• _Questions_:
1 > In the news report on NASA background checks, when did NASA require every employee to undergo the background investigation?
2 > According to the news report on NASA background checks, what is the Jet Propulsion Laboratory known for developing? Give all of them.

WASHINGTON (Reuters) - The Supreme Court said on Monday that it would decide whether NASA background investigations, required of scientists, engineers and all other employees at its Jet Propulsion Laboratory in California, violated their privacy rights.
The high court agreed to rule on the legal challenge by the longtime employees, who had been classified as “low risk,” to the in-depth checks for information on medical treatment or counseling for drug use or any other “adverse” information, including private sexual matters.
The laboratory, owned by the National Aeronautics and Space Administration and operated by the California Institute of Technology, is known for developing satellites, rockets, spacecraft and telescopes.
All positions at the laboratory are filled by contract employees. Employees who do not agree to the checks could lose their jobs.
NASA in 2007 required that every employee undergo the background investigation as a condition to being allowed access to the facilities.
A group of 28 scientists, engineers and administrative personnel sued and challenged the investigations for violating their constitutional privacy rights.
A federal judge ruled for NASA, but a U.S. appeals court disagreed and decided that NASA should be blocked from conducting the background checks.

• _Available data_:
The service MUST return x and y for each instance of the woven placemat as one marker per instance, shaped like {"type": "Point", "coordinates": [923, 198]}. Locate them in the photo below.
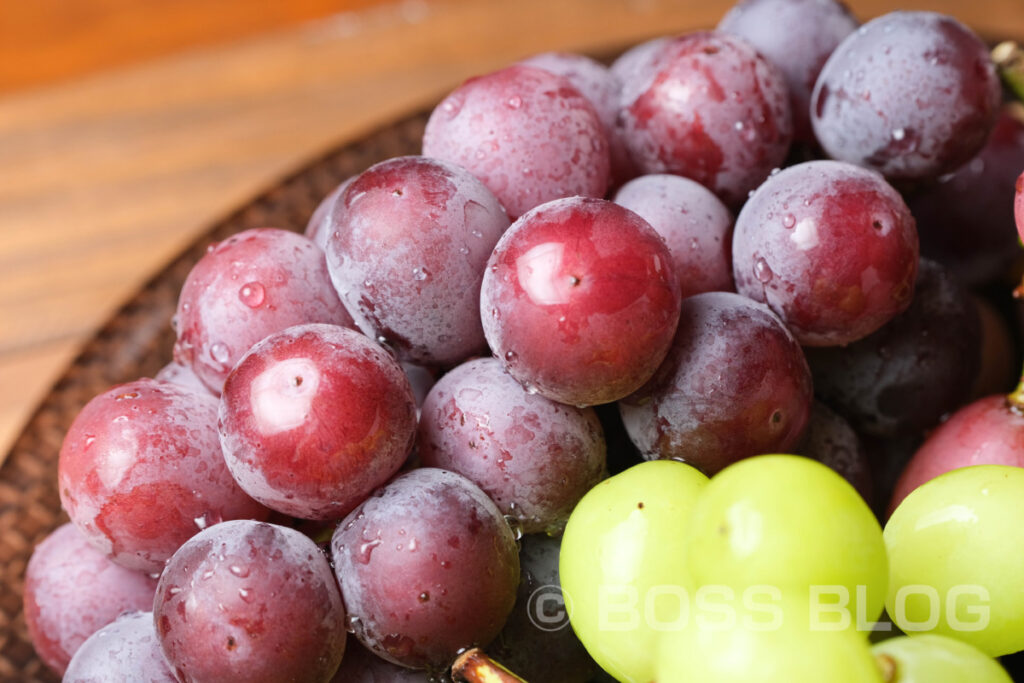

• _Problem solutions_:
1 > In 2007.

2 > Satellites, rockets, spacecraft and telescopes.